EXCERPTED PASSAGE =>
______
The origins of Transdev NSW can be traced back to February 1935 when GH Ramsay commenced a bus service between Sutherland station and Woronora River. It was sold to Mayman Brothers in 1948 and Doug and Barry Smith in 1966 trading as Woronora Bus Company. Following the opening of the Alfords Point Bridge in September 1973 the service was extended to Padstow station. The operation was renamed Menai Bus Service.

In August 1988, Menai Bus Service was purchased by Ron Deane who at the time operated Deanes Coaches on the North Shore. In March 1989 the Hurstville to Bankstown and Lugarno services of Peakhurst Coaches were purchased, although the latter was sold in August 1989 to Punchbowl Bus Company. In July 1989, the business of Hadfields Bus Lines, Engadine was purchased and at this point, all the operations were rebranded as Southtrans. In October 1990, three routes were transferred from South Western Coach Lines, followed in December 1990 by two routes from Sutherland Bus Service.
______
EXTRACTED INFORMATION =>
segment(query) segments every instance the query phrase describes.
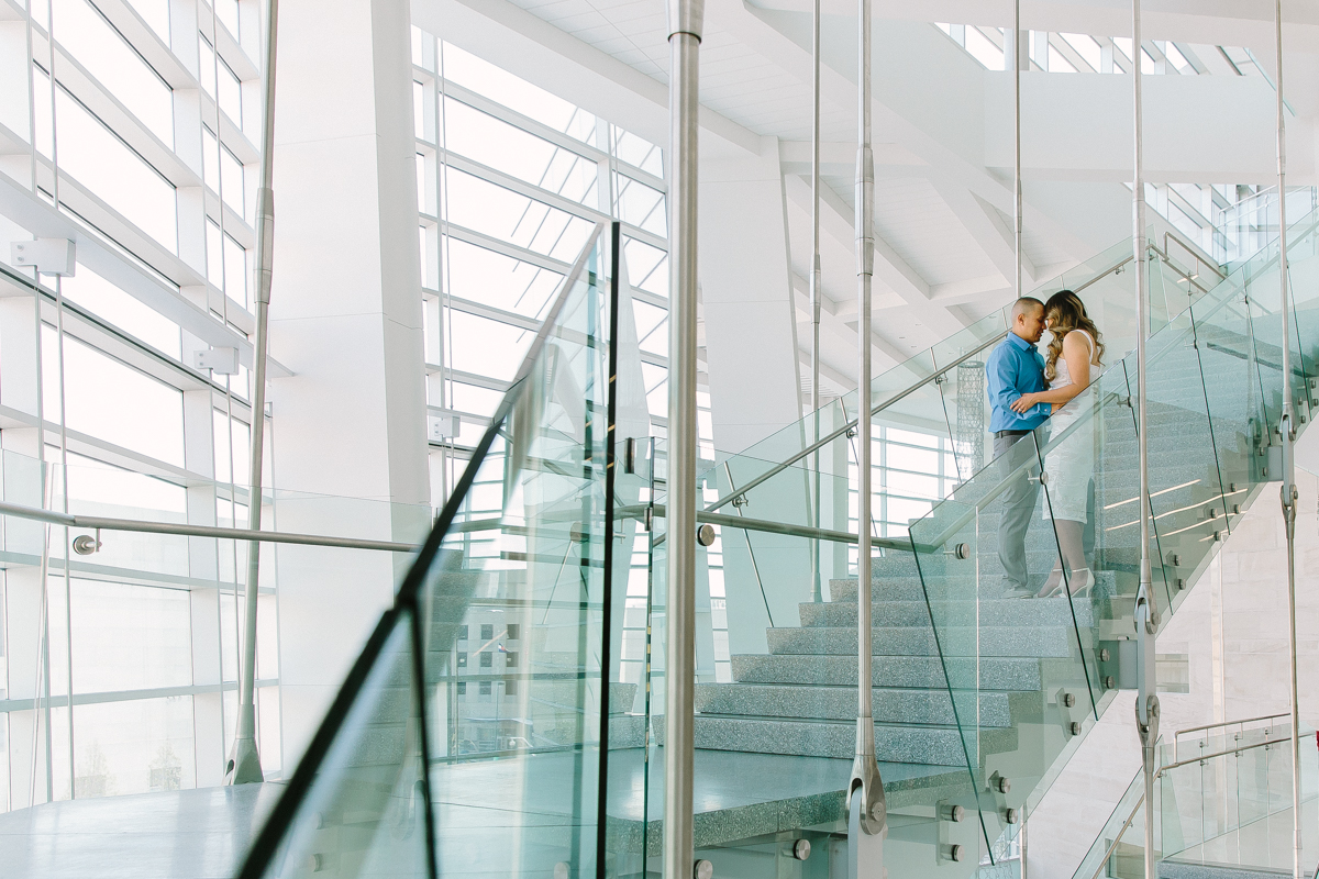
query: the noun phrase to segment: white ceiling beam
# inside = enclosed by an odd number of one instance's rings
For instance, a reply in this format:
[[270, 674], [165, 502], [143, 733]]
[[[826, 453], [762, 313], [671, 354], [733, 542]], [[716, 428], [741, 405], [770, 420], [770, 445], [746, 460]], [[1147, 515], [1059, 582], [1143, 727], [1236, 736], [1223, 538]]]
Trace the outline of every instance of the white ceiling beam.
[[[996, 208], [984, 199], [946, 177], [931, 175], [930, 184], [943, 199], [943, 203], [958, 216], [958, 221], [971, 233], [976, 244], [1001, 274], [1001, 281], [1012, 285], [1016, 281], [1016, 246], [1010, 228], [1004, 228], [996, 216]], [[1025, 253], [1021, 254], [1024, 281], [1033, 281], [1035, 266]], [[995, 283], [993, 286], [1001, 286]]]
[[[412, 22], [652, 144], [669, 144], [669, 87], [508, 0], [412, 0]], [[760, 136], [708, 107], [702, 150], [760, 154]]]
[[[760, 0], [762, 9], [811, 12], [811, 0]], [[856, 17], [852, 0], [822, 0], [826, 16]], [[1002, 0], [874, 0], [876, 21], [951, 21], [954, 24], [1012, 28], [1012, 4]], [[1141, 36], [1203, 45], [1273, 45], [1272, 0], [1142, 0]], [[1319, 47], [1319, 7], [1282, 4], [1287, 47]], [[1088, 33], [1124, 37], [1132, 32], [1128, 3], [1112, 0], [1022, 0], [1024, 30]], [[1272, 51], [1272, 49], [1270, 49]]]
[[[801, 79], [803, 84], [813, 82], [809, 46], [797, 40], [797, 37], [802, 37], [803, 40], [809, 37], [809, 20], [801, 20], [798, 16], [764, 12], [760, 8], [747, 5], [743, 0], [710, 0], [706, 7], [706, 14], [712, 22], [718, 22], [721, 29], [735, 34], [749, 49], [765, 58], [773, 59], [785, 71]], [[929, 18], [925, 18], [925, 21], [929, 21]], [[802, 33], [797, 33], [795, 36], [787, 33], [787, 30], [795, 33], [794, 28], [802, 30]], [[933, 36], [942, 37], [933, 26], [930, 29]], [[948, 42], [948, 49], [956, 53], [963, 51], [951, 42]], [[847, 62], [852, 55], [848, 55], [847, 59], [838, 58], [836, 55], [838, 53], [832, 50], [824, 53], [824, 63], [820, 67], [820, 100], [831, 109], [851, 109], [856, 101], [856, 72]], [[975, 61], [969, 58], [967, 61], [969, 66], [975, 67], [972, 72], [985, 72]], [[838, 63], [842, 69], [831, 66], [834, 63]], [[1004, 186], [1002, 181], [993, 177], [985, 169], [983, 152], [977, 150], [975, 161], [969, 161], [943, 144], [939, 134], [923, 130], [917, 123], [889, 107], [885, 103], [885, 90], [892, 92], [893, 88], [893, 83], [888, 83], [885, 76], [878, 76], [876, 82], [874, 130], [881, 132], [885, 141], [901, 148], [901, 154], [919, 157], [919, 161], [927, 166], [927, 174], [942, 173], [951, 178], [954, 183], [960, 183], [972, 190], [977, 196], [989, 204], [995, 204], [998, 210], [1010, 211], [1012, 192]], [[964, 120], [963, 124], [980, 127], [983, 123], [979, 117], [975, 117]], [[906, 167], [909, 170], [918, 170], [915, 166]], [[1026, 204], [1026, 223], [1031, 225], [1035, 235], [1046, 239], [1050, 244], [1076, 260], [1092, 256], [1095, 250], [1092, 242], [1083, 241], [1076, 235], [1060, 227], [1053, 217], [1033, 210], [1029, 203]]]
______
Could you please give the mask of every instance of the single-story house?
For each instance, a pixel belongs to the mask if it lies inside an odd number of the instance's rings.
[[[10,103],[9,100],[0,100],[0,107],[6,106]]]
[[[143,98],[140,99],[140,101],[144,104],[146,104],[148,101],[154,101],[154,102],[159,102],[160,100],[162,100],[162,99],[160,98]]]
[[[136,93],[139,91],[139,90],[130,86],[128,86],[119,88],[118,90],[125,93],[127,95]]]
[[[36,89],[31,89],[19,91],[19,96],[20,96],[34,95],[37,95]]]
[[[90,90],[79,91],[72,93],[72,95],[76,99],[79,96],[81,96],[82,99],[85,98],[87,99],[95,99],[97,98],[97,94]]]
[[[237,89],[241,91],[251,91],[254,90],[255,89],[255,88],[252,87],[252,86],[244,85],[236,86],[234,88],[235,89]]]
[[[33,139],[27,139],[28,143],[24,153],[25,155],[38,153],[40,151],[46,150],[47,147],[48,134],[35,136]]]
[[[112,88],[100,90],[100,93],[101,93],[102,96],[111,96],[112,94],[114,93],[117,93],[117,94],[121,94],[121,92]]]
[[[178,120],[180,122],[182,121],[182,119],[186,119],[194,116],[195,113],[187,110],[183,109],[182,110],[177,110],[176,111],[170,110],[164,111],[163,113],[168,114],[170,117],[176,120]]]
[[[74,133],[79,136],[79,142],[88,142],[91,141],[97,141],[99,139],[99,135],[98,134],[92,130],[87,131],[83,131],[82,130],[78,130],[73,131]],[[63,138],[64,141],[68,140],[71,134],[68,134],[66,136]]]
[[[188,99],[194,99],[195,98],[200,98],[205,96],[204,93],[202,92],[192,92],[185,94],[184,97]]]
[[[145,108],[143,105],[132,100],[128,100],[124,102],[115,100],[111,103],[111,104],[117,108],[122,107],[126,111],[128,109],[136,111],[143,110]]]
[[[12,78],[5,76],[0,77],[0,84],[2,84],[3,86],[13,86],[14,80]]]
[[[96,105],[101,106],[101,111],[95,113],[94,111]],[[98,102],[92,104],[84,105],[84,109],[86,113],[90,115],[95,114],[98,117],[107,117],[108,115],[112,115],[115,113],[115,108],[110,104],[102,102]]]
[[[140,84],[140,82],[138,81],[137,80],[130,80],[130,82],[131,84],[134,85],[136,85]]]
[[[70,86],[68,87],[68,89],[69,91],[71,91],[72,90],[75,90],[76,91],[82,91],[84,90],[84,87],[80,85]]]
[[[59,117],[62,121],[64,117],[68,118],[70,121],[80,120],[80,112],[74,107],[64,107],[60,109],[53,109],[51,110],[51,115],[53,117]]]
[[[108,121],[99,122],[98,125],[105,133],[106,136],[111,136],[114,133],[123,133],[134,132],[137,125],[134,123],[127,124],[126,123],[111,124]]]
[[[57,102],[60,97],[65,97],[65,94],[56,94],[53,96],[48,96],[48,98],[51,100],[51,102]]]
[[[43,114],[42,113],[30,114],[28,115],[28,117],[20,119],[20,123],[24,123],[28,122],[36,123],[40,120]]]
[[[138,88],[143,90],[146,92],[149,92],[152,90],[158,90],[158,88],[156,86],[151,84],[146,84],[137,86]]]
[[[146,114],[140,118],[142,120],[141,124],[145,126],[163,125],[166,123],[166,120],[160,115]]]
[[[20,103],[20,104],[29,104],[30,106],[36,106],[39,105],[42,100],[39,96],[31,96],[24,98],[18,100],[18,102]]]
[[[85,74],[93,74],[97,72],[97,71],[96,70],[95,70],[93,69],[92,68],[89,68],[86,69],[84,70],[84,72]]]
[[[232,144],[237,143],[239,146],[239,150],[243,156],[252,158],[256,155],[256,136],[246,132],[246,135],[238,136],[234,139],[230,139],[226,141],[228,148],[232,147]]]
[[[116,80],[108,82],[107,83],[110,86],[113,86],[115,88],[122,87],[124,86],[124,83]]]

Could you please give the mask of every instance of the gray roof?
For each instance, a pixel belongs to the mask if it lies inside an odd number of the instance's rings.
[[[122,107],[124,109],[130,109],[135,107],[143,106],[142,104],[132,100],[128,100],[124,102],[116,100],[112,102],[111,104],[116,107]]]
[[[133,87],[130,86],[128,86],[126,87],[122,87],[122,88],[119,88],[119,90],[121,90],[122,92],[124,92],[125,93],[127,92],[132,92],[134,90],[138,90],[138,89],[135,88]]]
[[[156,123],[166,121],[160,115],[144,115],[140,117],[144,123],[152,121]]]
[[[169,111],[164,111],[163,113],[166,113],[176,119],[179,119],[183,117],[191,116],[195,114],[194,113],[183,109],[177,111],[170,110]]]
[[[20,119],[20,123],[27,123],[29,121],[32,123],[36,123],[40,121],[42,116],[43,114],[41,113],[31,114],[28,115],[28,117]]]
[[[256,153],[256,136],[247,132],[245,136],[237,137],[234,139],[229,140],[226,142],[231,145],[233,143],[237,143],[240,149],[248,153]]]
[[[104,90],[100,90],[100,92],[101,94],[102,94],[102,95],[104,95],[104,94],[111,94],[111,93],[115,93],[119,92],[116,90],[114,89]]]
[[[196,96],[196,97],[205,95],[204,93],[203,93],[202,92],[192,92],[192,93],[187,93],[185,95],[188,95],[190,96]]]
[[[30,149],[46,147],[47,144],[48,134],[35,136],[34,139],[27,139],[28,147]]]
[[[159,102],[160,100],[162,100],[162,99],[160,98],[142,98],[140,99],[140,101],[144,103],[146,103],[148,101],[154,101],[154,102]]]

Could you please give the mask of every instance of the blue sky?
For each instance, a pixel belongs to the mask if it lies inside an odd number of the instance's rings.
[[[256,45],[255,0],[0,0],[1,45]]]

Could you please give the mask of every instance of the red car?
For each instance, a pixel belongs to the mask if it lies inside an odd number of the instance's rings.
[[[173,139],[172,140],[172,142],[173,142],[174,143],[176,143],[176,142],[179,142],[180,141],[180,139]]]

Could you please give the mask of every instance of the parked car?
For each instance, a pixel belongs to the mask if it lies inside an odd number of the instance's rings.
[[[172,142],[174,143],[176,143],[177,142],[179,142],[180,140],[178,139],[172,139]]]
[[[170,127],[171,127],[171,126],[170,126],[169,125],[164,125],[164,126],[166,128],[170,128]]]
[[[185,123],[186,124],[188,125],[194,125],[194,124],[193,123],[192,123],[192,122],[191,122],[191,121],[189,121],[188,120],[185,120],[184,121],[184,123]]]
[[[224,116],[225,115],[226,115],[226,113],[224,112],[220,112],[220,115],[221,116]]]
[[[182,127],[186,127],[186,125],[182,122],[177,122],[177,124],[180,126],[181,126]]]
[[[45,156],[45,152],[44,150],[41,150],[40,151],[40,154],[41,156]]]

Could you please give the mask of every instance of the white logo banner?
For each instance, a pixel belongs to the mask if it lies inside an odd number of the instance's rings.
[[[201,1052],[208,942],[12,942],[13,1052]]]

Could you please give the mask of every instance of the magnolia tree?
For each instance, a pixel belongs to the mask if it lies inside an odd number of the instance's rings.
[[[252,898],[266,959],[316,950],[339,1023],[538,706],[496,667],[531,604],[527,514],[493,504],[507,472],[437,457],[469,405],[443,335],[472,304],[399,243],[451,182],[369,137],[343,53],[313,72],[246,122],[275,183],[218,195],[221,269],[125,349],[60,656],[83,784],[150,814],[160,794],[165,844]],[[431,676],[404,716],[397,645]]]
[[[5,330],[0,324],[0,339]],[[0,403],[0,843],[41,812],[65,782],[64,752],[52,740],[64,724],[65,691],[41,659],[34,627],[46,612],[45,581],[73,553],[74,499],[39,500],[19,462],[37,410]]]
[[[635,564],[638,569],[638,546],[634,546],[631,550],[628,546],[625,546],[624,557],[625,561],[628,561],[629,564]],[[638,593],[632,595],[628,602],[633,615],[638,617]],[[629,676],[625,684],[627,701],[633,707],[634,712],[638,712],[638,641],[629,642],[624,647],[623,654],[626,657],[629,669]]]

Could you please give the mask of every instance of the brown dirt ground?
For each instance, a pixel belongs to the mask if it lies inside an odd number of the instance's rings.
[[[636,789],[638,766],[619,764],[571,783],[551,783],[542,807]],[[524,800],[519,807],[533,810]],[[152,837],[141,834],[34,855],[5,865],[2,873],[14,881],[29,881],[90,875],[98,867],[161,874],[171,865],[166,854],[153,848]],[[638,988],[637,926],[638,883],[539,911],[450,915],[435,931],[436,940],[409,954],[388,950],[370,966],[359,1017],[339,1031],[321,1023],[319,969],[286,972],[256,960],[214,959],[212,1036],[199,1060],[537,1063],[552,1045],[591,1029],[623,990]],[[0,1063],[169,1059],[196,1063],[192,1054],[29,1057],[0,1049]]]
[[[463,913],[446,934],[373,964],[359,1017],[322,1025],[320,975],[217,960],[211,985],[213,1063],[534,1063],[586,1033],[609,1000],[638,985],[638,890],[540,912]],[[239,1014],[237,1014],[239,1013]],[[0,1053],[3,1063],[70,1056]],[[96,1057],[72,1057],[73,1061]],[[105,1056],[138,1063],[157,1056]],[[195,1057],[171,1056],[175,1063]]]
______
DIRECTIONS =>
Answer these from the passage on the origins of Transdev NSW:
1. Who started the bus service in February 1935?
2. After the Alfords Point Bridge opened, the service was extended to which station?
3. What name did all the operations take after the Hadfields Bus Lines business was bought?

EXERCISE SOLUTION =>
1. GH Ramsay
2. Padstow station
3. Southtrans